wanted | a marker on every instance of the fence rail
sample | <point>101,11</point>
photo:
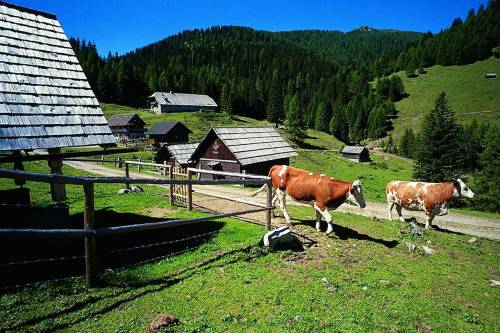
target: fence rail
<point>90,232</point>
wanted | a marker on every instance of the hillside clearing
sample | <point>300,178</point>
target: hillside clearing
<point>469,93</point>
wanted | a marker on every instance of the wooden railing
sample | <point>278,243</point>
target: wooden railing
<point>89,231</point>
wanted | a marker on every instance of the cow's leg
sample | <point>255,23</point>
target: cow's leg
<point>318,220</point>
<point>390,205</point>
<point>428,222</point>
<point>326,215</point>
<point>282,199</point>
<point>398,209</point>
<point>273,202</point>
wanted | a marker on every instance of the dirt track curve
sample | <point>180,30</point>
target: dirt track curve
<point>465,224</point>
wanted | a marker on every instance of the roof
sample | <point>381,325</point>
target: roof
<point>45,99</point>
<point>353,149</point>
<point>123,119</point>
<point>182,152</point>
<point>165,127</point>
<point>183,99</point>
<point>251,144</point>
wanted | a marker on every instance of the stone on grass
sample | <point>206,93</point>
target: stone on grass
<point>281,238</point>
<point>163,322</point>
<point>494,283</point>
<point>123,191</point>
<point>428,250</point>
<point>135,188</point>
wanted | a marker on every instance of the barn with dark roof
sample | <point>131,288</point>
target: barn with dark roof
<point>242,149</point>
<point>168,132</point>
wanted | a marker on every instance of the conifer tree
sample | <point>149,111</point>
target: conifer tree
<point>438,157</point>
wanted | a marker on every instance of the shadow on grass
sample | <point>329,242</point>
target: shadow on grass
<point>112,251</point>
<point>345,233</point>
<point>129,290</point>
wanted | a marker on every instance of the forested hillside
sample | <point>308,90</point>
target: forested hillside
<point>361,46</point>
<point>282,75</point>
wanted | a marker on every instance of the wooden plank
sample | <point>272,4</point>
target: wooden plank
<point>42,157</point>
<point>231,174</point>
<point>90,243</point>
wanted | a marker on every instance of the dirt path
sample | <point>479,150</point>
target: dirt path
<point>203,197</point>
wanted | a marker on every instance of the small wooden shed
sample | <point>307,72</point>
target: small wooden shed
<point>242,149</point>
<point>168,132</point>
<point>176,154</point>
<point>127,126</point>
<point>356,153</point>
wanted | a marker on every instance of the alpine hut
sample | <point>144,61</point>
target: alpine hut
<point>168,132</point>
<point>162,102</point>
<point>45,99</point>
<point>356,153</point>
<point>242,150</point>
<point>127,127</point>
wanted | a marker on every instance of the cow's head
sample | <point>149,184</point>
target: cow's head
<point>462,189</point>
<point>355,196</point>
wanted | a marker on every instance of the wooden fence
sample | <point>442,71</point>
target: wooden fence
<point>89,231</point>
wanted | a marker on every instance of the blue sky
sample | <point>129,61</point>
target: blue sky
<point>123,25</point>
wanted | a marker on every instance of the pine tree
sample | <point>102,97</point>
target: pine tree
<point>295,125</point>
<point>438,157</point>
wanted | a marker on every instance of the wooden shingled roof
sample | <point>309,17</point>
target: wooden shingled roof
<point>45,99</point>
<point>250,145</point>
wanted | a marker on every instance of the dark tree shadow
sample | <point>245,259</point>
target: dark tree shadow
<point>345,233</point>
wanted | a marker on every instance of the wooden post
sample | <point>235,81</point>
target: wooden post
<point>90,244</point>
<point>127,173</point>
<point>58,191</point>
<point>190,191</point>
<point>269,204</point>
<point>171,177</point>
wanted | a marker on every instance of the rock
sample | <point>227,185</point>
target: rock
<point>281,238</point>
<point>135,188</point>
<point>428,250</point>
<point>415,229</point>
<point>123,191</point>
<point>411,247</point>
<point>163,322</point>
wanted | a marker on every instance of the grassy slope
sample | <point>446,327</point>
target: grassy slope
<point>467,89</point>
<point>372,282</point>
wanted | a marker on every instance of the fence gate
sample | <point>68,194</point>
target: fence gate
<point>179,192</point>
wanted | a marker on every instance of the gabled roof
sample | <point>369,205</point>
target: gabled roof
<point>124,119</point>
<point>182,152</point>
<point>165,127</point>
<point>353,149</point>
<point>45,99</point>
<point>183,99</point>
<point>250,144</point>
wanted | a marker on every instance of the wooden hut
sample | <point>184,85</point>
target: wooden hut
<point>242,149</point>
<point>177,154</point>
<point>356,153</point>
<point>127,127</point>
<point>162,102</point>
<point>168,132</point>
<point>45,99</point>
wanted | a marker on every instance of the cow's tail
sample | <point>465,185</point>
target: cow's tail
<point>263,187</point>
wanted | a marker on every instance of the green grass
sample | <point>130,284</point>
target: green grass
<point>470,94</point>
<point>372,282</point>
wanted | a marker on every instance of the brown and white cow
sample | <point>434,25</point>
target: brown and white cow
<point>432,198</point>
<point>321,191</point>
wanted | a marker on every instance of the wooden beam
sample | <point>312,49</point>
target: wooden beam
<point>42,157</point>
<point>90,243</point>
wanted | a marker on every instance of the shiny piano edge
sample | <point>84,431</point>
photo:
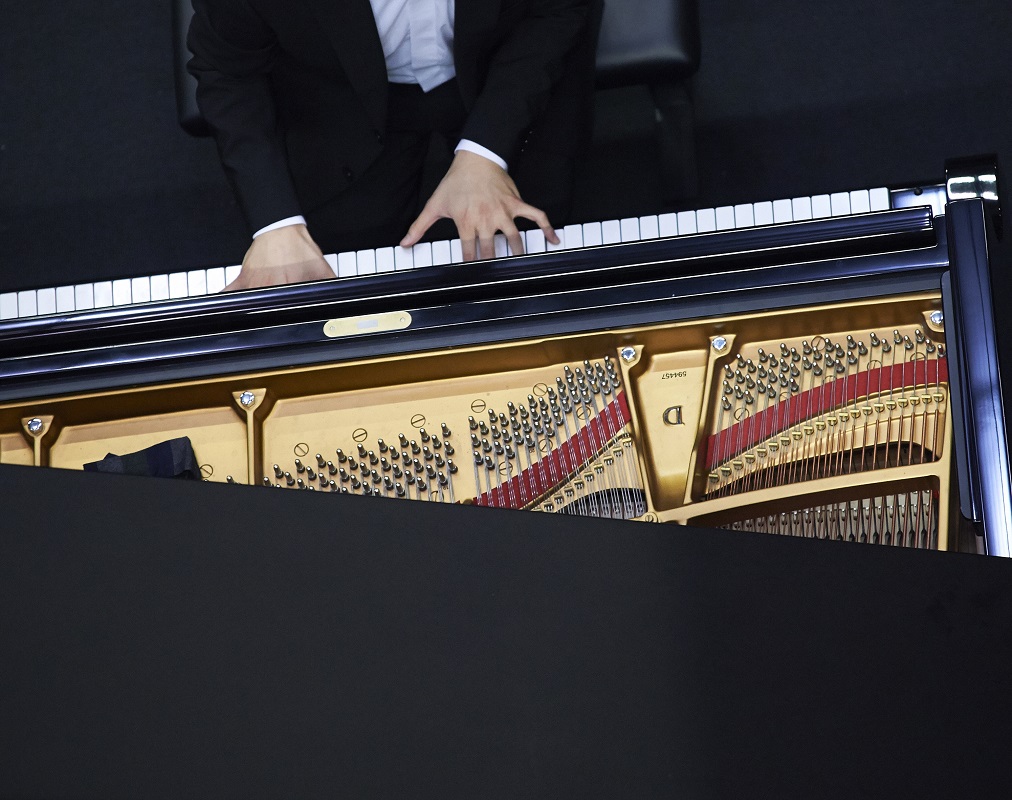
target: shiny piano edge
<point>120,352</point>
<point>982,451</point>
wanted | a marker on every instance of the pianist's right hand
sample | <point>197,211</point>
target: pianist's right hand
<point>285,255</point>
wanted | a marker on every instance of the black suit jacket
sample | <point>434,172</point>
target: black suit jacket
<point>296,90</point>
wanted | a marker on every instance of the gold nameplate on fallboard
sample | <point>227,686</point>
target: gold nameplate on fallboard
<point>369,324</point>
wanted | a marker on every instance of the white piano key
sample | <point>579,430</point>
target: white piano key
<point>668,225</point>
<point>705,220</point>
<point>574,237</point>
<point>561,235</point>
<point>403,258</point>
<point>783,211</point>
<point>501,246</point>
<point>385,259</point>
<point>65,299</point>
<point>8,305</point>
<point>535,241</point>
<point>649,228</point>
<point>725,216</point>
<point>159,288</point>
<point>347,266</point>
<point>177,286</point>
<point>686,224</point>
<point>421,254</point>
<point>611,232</point>
<point>878,199</point>
<point>103,293</point>
<point>47,300</point>
<point>859,201</point>
<point>121,295</point>
<point>216,280</point>
<point>440,253</point>
<point>802,208</point>
<point>840,203</point>
<point>763,212</point>
<point>629,229</point>
<point>196,283</point>
<point>26,303</point>
<point>330,258</point>
<point>366,260</point>
<point>84,296</point>
<point>744,216</point>
<point>140,288</point>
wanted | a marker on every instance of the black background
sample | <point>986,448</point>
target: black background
<point>166,639</point>
<point>98,181</point>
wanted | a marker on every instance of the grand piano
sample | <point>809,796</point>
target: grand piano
<point>818,399</point>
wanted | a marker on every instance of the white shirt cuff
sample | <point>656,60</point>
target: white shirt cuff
<point>474,147</point>
<point>288,220</point>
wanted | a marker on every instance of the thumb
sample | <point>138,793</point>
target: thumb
<point>419,227</point>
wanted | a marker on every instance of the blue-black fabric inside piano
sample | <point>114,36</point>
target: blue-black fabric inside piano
<point>172,458</point>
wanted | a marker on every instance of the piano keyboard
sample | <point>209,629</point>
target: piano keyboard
<point>197,282</point>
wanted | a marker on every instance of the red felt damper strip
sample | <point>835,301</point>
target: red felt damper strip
<point>539,478</point>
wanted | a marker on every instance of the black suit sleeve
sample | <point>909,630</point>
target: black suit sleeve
<point>524,69</point>
<point>233,53</point>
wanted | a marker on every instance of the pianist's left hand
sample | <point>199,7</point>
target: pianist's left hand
<point>285,255</point>
<point>482,199</point>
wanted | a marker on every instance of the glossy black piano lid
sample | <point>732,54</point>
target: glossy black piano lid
<point>982,454</point>
<point>524,276</point>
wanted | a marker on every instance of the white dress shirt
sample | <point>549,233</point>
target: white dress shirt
<point>417,38</point>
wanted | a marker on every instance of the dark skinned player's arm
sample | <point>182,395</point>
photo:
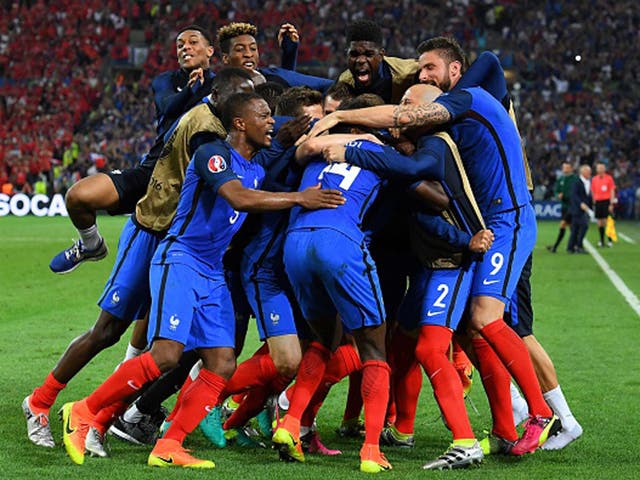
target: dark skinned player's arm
<point>248,200</point>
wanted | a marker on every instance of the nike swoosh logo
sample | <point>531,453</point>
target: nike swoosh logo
<point>67,426</point>
<point>133,385</point>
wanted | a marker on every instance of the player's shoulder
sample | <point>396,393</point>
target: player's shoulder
<point>216,155</point>
<point>163,78</point>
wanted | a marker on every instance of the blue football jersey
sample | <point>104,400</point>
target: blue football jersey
<point>359,187</point>
<point>490,148</point>
<point>205,222</point>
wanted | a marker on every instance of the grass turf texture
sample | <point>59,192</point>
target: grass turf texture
<point>583,322</point>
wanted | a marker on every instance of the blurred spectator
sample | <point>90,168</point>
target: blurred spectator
<point>567,69</point>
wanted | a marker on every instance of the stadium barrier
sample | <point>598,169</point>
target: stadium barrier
<point>547,210</point>
<point>39,205</point>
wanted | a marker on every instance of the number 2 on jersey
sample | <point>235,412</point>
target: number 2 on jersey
<point>346,171</point>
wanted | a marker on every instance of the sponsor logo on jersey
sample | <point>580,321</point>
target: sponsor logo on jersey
<point>217,164</point>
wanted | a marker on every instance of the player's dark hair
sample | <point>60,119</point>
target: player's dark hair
<point>197,28</point>
<point>293,99</point>
<point>339,91</point>
<point>233,30</point>
<point>364,31</point>
<point>447,48</point>
<point>234,107</point>
<point>271,92</point>
<point>223,82</point>
<point>361,101</point>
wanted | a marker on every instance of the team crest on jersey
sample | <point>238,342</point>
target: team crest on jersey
<point>217,164</point>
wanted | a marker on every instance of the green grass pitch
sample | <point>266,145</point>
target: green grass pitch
<point>584,323</point>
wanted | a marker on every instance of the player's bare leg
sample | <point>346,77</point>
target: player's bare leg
<point>548,378</point>
<point>83,199</point>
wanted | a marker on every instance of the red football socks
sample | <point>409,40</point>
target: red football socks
<point>432,350</point>
<point>342,362</point>
<point>496,380</point>
<point>515,356</point>
<point>256,371</point>
<point>45,395</point>
<point>375,397</point>
<point>107,416</point>
<point>126,380</point>
<point>197,401</point>
<point>310,374</point>
<point>406,380</point>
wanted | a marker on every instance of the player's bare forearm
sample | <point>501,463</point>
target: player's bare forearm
<point>431,193</point>
<point>255,201</point>
<point>420,115</point>
<point>481,241</point>
<point>316,145</point>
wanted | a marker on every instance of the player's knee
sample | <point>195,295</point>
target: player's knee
<point>221,361</point>
<point>105,335</point>
<point>76,197</point>
<point>287,364</point>
<point>166,358</point>
<point>430,356</point>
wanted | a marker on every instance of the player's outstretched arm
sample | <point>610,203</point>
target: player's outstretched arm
<point>385,116</point>
<point>431,194</point>
<point>288,40</point>
<point>481,242</point>
<point>316,145</point>
<point>247,200</point>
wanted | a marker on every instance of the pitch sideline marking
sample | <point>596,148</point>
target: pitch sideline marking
<point>626,238</point>
<point>628,295</point>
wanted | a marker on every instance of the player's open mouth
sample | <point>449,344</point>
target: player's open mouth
<point>363,77</point>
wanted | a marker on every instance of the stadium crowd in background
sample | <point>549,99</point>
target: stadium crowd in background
<point>480,153</point>
<point>58,87</point>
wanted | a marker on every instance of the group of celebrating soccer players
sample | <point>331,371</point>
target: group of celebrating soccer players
<point>394,233</point>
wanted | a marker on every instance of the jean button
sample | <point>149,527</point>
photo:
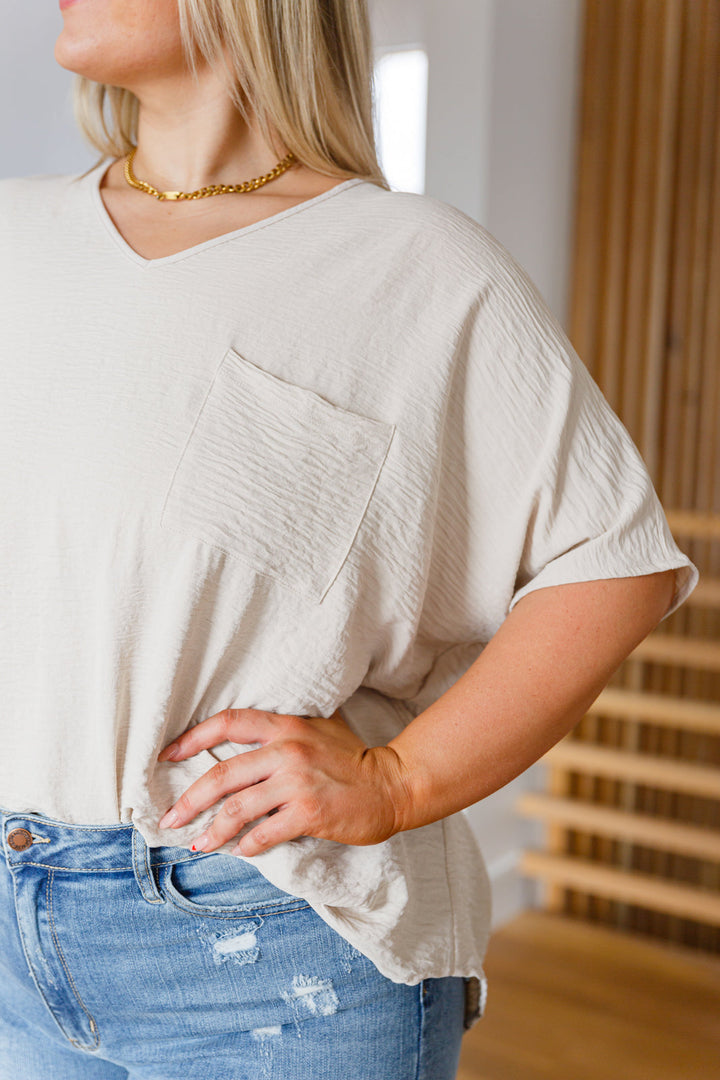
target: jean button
<point>19,839</point>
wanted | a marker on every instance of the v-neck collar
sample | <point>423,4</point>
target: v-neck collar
<point>96,175</point>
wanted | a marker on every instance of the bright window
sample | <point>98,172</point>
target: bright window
<point>401,94</point>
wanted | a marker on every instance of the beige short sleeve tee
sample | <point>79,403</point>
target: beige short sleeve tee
<point>309,464</point>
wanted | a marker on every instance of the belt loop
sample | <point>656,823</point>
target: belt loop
<point>144,874</point>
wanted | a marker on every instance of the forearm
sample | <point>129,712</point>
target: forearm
<point>530,686</point>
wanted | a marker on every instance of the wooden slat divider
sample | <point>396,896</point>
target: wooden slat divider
<point>653,771</point>
<point>642,766</point>
<point>633,888</point>
<point>641,828</point>
<point>659,709</point>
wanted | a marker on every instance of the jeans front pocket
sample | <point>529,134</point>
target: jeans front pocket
<point>223,886</point>
<point>276,476</point>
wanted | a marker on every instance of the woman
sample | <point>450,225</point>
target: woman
<point>317,531</point>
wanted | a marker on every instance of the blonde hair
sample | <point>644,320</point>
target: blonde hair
<point>304,68</point>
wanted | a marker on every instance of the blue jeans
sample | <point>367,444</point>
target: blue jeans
<point>119,961</point>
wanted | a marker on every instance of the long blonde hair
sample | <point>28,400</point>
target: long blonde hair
<point>303,67</point>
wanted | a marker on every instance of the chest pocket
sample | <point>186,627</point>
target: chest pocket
<point>276,476</point>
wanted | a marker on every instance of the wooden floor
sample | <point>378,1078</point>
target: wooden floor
<point>568,1000</point>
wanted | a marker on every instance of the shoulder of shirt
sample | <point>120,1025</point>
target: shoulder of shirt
<point>448,242</point>
<point>16,192</point>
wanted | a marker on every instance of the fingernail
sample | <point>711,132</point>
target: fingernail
<point>170,820</point>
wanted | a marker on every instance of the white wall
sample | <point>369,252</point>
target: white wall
<point>502,100</point>
<point>36,118</point>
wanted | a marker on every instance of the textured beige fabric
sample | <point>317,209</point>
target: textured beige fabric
<point>311,463</point>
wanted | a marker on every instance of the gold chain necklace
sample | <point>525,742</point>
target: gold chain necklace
<point>213,189</point>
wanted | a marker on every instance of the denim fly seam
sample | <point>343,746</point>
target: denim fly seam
<point>130,959</point>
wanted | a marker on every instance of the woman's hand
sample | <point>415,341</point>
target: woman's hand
<point>314,775</point>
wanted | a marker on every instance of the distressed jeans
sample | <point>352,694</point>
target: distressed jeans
<point>119,961</point>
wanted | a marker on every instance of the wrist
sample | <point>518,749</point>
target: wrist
<point>395,780</point>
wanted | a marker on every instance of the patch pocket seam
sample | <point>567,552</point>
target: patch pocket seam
<point>248,909</point>
<point>235,508</point>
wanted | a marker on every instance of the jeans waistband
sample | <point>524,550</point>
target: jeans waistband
<point>40,840</point>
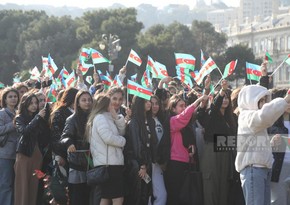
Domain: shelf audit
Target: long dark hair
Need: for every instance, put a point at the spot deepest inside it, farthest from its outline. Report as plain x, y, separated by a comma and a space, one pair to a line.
66, 100
160, 113
81, 116
24, 104
172, 102
229, 114
138, 110
4, 94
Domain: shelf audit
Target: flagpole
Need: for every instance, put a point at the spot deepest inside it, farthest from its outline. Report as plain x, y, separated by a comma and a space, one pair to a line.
220, 71
127, 62
127, 103
216, 86
277, 68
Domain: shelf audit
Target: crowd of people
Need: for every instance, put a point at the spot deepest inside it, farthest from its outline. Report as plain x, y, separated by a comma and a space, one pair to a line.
147, 145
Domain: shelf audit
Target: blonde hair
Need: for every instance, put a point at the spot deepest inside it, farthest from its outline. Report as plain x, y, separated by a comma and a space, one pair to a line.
100, 105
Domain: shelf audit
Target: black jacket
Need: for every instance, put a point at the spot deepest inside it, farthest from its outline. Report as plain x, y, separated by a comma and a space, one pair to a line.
137, 153
32, 130
72, 135
57, 126
213, 121
278, 128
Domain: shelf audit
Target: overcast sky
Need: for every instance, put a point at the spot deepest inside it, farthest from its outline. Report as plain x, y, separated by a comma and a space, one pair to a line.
106, 3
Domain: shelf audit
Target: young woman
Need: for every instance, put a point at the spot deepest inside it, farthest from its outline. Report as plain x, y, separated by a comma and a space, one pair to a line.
32, 127
159, 192
74, 142
140, 152
60, 112
217, 167
181, 145
105, 130
10, 99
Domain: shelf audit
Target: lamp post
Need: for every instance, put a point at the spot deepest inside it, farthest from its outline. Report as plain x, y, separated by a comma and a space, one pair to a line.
112, 43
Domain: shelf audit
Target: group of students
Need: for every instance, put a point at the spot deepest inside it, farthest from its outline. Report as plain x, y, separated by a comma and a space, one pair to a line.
148, 144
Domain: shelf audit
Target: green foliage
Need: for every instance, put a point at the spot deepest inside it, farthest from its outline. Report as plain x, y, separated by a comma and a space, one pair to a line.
25, 36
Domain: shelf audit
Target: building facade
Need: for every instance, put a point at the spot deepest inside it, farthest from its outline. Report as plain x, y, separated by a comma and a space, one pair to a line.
271, 34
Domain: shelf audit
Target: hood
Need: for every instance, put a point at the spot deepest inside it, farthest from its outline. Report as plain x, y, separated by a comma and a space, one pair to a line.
250, 95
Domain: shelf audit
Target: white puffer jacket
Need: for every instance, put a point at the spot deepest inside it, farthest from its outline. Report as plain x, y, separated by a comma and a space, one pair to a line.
107, 132
253, 141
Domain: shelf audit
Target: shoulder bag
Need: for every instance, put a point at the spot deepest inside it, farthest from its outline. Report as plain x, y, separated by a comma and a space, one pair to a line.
99, 174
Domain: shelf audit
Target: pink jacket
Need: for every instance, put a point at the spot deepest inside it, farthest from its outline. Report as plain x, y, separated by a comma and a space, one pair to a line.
177, 122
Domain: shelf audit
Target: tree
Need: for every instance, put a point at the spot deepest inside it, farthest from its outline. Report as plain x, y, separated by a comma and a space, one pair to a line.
161, 42
243, 53
210, 41
13, 24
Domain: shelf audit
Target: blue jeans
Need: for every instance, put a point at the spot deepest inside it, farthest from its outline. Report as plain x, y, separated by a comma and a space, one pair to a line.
7, 181
256, 185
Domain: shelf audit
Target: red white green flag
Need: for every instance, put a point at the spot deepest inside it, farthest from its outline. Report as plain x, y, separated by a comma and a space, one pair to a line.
97, 57
184, 76
206, 69
287, 60
107, 81
161, 69
2, 85
71, 80
52, 94
151, 67
146, 79
138, 90
229, 69
51, 65
253, 71
89, 80
185, 60
202, 58
134, 58
34, 74
85, 54
268, 57
134, 77
117, 81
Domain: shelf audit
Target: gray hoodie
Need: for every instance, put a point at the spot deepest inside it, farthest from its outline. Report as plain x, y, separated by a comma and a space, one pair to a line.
253, 141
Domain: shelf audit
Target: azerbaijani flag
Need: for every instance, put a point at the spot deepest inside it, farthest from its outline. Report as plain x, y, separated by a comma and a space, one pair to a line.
206, 69
184, 76
161, 69
52, 94
268, 57
51, 65
34, 74
134, 77
138, 90
134, 58
253, 71
105, 80
146, 80
202, 58
97, 57
2, 85
287, 60
185, 60
85, 54
151, 67
117, 81
89, 79
71, 79
229, 69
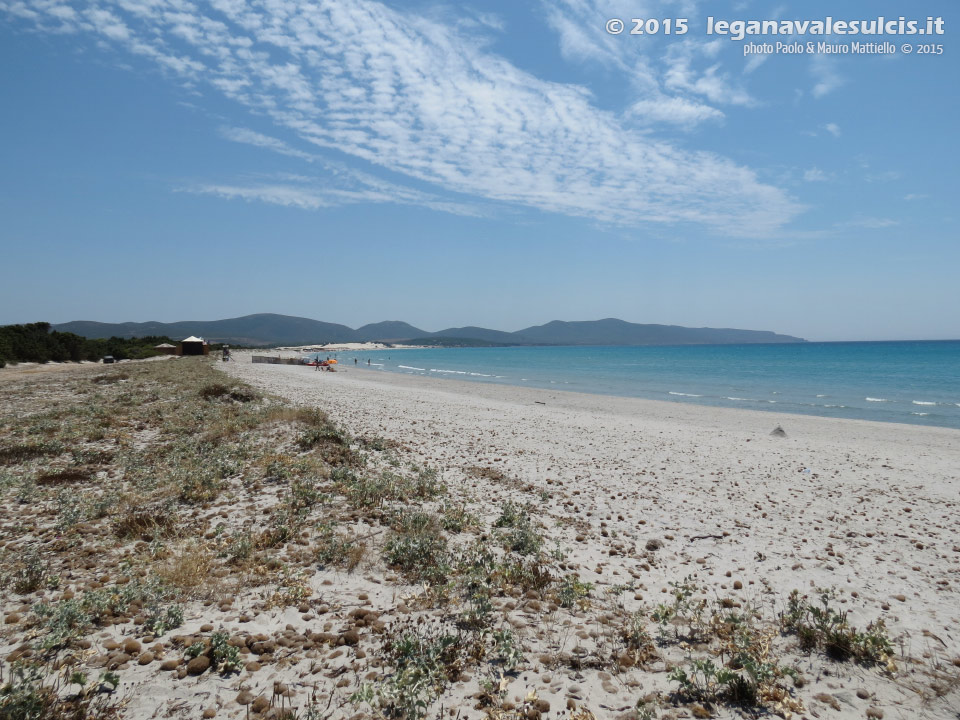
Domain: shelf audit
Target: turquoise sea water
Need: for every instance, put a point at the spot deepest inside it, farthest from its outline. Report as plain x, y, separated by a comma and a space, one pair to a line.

• _Instructions to follow_
From the data above, copy out the stretch from the line containing "wanted | a marker on every instance of the wooden hut" through the line containing "<point>263,187</point>", keeping every line as it stands.

• _Task result_
wanted | a marker on every instance of the wooden hut
sample | <point>184,85</point>
target: wooden hut
<point>242,149</point>
<point>177,154</point>
<point>356,153</point>
<point>127,127</point>
<point>162,102</point>
<point>168,132</point>
<point>45,99</point>
wanted | a marker on every instance of the cow's tail
sample | <point>465,185</point>
target: cow's tail
<point>263,187</point>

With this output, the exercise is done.